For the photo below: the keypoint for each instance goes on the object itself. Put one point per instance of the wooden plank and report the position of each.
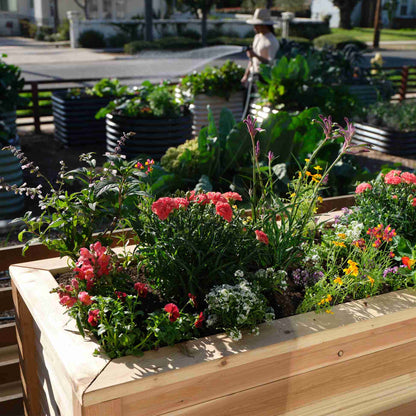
(205, 357)
(260, 371)
(7, 334)
(28, 366)
(332, 382)
(109, 408)
(406, 409)
(57, 332)
(6, 299)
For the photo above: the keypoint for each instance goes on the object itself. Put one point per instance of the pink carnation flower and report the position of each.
(262, 237)
(362, 187)
(393, 177)
(224, 209)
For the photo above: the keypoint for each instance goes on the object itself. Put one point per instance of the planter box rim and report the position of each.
(127, 375)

━━━

Render the lines running from the one containing "flower and report the position of each." through the final line above, both included, as a Markdown table with the columns Row and Line, leaving out blank lines.

| Row | Line |
|---|---|
| 1 | For the photo above: the keypoint for each instance goes on the object itself. Put one point per instance of the pink carnation flower and report the position of each. |
| 2 | (262, 237) |
| 3 | (362, 187) |
| 4 | (393, 177) |
| 5 | (224, 209) |
| 6 | For the photo above: the keypoint for each instance goes on the object itself. Put one point per instance of the planter box rim and report the position of each. |
| 7 | (127, 375) |